## TO DO
Express every line of the records below as one string in a JSON list, omitting blank lines and leaving out the pictures.

───

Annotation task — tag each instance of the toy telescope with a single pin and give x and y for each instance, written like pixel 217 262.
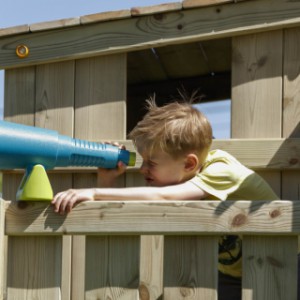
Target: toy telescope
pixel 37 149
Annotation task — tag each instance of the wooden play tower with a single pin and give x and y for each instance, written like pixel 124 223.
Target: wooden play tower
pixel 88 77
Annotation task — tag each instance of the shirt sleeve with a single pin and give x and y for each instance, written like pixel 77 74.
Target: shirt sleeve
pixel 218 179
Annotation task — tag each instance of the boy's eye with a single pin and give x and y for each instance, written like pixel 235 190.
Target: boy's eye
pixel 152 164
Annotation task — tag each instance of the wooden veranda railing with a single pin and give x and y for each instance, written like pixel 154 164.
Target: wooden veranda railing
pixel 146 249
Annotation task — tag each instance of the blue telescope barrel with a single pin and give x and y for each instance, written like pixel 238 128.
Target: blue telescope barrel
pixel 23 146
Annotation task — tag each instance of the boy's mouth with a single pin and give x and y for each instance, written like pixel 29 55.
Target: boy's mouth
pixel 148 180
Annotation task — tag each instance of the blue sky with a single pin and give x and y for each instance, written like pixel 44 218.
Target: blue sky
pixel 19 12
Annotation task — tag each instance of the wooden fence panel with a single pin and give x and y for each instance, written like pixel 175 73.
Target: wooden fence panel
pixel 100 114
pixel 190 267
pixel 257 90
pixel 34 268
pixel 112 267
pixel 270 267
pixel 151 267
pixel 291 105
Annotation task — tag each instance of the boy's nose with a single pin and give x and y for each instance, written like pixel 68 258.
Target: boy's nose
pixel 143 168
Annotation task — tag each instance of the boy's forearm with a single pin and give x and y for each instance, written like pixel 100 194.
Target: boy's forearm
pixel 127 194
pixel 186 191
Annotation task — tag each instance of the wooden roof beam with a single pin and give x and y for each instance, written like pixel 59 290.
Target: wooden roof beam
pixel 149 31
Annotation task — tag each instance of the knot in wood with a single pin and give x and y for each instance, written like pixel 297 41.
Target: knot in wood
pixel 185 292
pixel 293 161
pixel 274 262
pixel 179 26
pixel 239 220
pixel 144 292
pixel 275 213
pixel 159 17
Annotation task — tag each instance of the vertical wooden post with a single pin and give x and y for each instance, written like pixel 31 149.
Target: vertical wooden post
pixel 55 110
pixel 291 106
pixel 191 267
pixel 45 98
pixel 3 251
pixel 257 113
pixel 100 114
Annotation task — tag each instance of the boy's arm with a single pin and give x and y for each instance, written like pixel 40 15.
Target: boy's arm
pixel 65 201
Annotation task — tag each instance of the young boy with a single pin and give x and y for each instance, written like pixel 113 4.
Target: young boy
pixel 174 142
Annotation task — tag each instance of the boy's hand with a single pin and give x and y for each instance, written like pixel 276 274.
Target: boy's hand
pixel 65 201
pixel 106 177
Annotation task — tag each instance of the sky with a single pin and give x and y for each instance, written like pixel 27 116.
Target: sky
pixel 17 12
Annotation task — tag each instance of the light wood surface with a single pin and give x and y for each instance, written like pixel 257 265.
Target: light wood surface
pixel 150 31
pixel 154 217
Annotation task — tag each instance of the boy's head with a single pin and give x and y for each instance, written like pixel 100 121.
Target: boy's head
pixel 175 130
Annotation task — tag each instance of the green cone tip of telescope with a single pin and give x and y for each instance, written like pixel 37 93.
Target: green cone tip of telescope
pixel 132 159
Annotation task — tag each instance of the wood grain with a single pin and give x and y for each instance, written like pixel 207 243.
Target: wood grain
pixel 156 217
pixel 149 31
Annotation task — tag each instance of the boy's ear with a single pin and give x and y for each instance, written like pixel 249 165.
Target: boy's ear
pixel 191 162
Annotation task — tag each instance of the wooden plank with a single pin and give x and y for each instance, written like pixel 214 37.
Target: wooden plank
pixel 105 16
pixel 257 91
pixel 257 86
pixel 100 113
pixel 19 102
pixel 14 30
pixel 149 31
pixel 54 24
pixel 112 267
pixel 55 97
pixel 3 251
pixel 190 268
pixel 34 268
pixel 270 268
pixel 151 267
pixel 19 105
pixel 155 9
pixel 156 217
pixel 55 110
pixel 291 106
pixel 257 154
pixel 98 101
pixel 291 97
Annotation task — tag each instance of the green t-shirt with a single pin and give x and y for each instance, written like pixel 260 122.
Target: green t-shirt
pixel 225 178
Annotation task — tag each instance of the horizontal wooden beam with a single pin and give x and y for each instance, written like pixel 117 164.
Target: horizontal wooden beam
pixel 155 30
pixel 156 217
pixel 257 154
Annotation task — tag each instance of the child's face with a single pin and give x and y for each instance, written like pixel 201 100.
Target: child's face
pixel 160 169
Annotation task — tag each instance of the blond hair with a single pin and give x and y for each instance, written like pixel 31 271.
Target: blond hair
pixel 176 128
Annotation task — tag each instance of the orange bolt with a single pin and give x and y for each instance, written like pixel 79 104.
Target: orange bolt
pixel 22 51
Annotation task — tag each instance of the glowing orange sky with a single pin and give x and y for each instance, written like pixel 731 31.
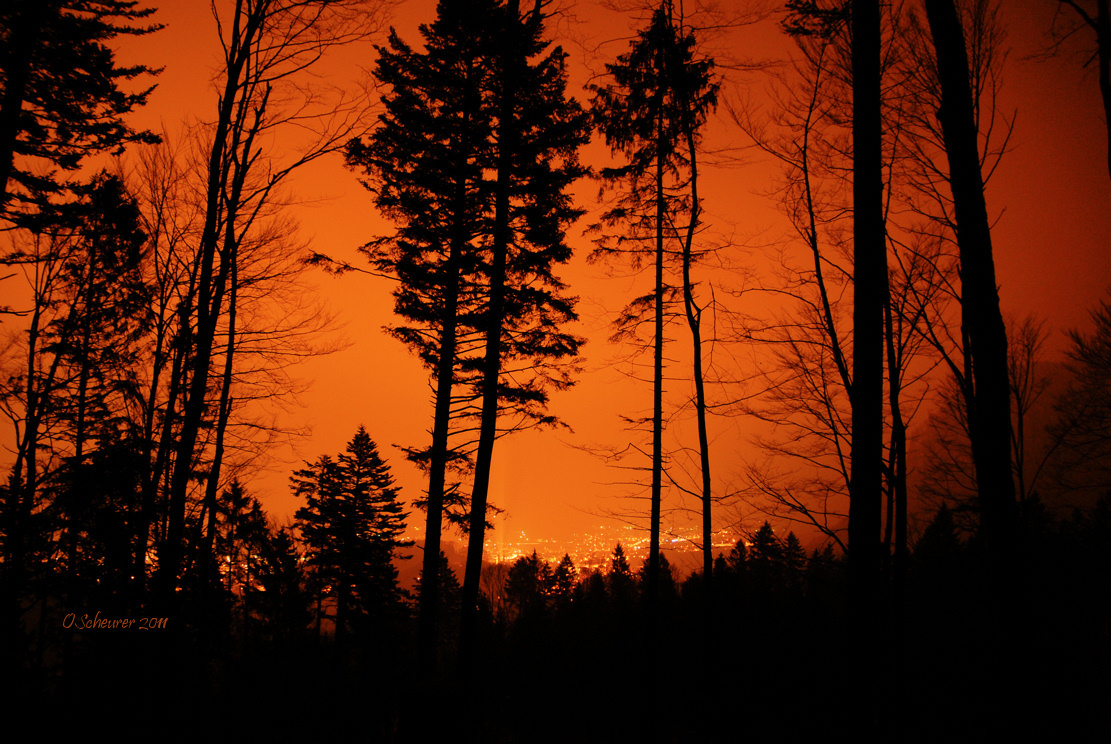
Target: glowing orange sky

───

## FULL RESPONSE
[
  "Annotation task — tag each instance of the toy telescope with a single pin and give x and y for each instance, written like pixel 217 262.",
  "Target: toy telescope",
  "pixel 37 149",
  "Annotation task — tag each instance of the wooden play tower with a single pin and give x and y for each instance, written like pixel 124 223.",
  "Target: wooden play tower",
  "pixel 88 77",
  "Annotation task — tag each instance of the shirt sleeve with a single pin and give x and y for each instance, written like pixel 77 74.",
  "Target: shirt sleeve",
  "pixel 218 179",
  "Annotation task — tag each instance of the boy's eye with a single pin and give x and y for each instance, written like pixel 235 190.",
  "Target: boy's eye",
  "pixel 152 164",
  "Annotation task — tag each instance of the wooden veranda railing with a single pin and give x and y for each instance, written like pixel 154 164.",
  "Target: wooden veranda railing",
  "pixel 146 249",
  "Annotation task — tag each instance of the blue telescope barrel with a single pin and give x and y for each instance, written like pixel 238 128.",
  "Target: blue telescope barrel",
  "pixel 23 146",
  "Annotation task — tag each instance of the boy's mouth with a single pin and give x and y for each instance, written like pixel 29 55.",
  "Target: boy's mouth",
  "pixel 148 180",
  "Annotation task — tag each instance of the blue sky with a single pin and give x and y for each instance, written like pixel 44 218.",
  "Target: blue sky",
  "pixel 19 12",
  "Annotation task — tag each instance of the wooden fence panel with a single pin and give x and y for each instance, written like pixel 175 73.",
  "Target: wooden fence panel",
  "pixel 100 114",
  "pixel 190 267",
  "pixel 257 90",
  "pixel 34 268",
  "pixel 112 267",
  "pixel 270 267",
  "pixel 151 267",
  "pixel 291 105",
  "Annotation task — tag each instance of the boy's nose with a single pin and give x and y for each instance, written like pixel 68 258.",
  "Target: boy's nose",
  "pixel 143 168",
  "Annotation task — tag each instance of the boy's forearm with a single pin and give x and y for each instance, written like pixel 100 194.",
  "Target: boy's forearm",
  "pixel 127 194",
  "pixel 186 191",
  "Annotation task — tag each instance of the wooden roof beam with a single pin and give x and y for each instance, written like pixel 59 290.",
  "Target: wooden roof beam",
  "pixel 149 31",
  "Annotation task — tag each instance of the knot in wood with a single pin and give x and y for each instance, written like pixel 297 41.",
  "Target: knot in wood",
  "pixel 185 292",
  "pixel 293 161",
  "pixel 274 262",
  "pixel 179 26",
  "pixel 239 220",
  "pixel 144 292",
  "pixel 275 213",
  "pixel 159 17",
  "Annotation task — tag each instance of the vertical wooden post with a single pin and give x and y for each instance, written like pixel 31 149.",
  "Target: vertical wooden post",
  "pixel 55 110",
  "pixel 291 106",
  "pixel 191 267",
  "pixel 45 98",
  "pixel 3 251",
  "pixel 257 113",
  "pixel 100 114",
  "Annotation task — tag each instance of the boy's arm with a single pin and give x and y for each instance, written like pixel 40 15.",
  "Target: boy's arm",
  "pixel 65 201",
  "Annotation task — tag each instance of the young boy with a single pin and give x and y for each instance, written like pixel 113 4.",
  "Target: young boy",
  "pixel 174 142",
  "Annotation task — tag each instance of the boy's hand with a single pin and give x and y for each instance, written like pixel 276 274.",
  "Target: boy's hand",
  "pixel 65 201",
  "pixel 106 177",
  "Annotation task — tag each instance of the sky with a single pin and give x and y for each instance, written like pixel 27 116.",
  "Target: sky",
  "pixel 17 12",
  "Annotation task — tag each instance of the light wood surface with a single pin and give x and y for each instance, written like pixel 257 265.",
  "Target: light wood surface",
  "pixel 150 31",
  "pixel 154 217",
  "Annotation task — tag each instance of the boy's head with a single pin and give x and y for each instance, written like pixel 100 121.",
  "Target: boy's head",
  "pixel 175 130",
  "Annotation task — tag each instance of the green cone tip of telescope with a single pin and give x and y for each instance, written like pixel 37 93.",
  "Target: green cone tip of telescope",
  "pixel 132 159",
  "Annotation task — tag each instance of the wood grain with a single pin and give x and y for each instance, written like pixel 207 243.",
  "Target: wood grain",
  "pixel 156 217",
  "pixel 149 31",
  "Annotation task — tag each instance of the boy's ear with a single pin and give x and y for each instance, written like pixel 249 165.",
  "Target: boy's ear",
  "pixel 191 162",
  "Annotation task — tag each instance of the wooden plank with a single pin and give x and y for each instance, written like pixel 214 37.",
  "Target: wooden plank",
  "pixel 105 16",
  "pixel 257 91",
  "pixel 257 86",
  "pixel 100 113",
  "pixel 19 102",
  "pixel 14 30",
  "pixel 149 31",
  "pixel 54 24",
  "pixel 112 267",
  "pixel 55 97",
  "pixel 3 251",
  "pixel 190 268",
  "pixel 34 268",
  "pixel 270 268",
  "pixel 151 267",
  "pixel 19 105",
  "pixel 155 9",
  "pixel 156 217",
  "pixel 55 110",
  "pixel 291 106",
  "pixel 257 154",
  "pixel 98 101",
  "pixel 291 97",
  "Annotation task — tag each instance of the green t-shirt with a single pin and give x and y for each instance, written like pixel 260 122.",
  "Target: green t-shirt",
  "pixel 225 178",
  "Annotation task — tag each instance of the horizontal wooden beam with a single pin and give x and y for each instance, written like pixel 117 164.",
  "Target: horizontal wooden beam",
  "pixel 155 30",
  "pixel 156 217",
  "pixel 257 154",
  "Annotation task — tag each instance of the child's face with a single pin and give x and y for each instance, written like pixel 201 100.",
  "Target: child's face",
  "pixel 160 169",
  "Annotation task — tag each instance of the blond hair with a single pin and give x and y for each instance, written like pixel 31 271.",
  "Target: blond hair",
  "pixel 176 128",
  "Annotation task — tag each instance of the orange bolt with a single pin and give x and y for each instance, written like pixel 79 104.",
  "Target: orange bolt",
  "pixel 22 51",
  "Annotation task — tag each instance of the glowing orange sky with a single pin and give x and y for each instance, written like pixel 731 31.",
  "Target: glowing orange sky"
]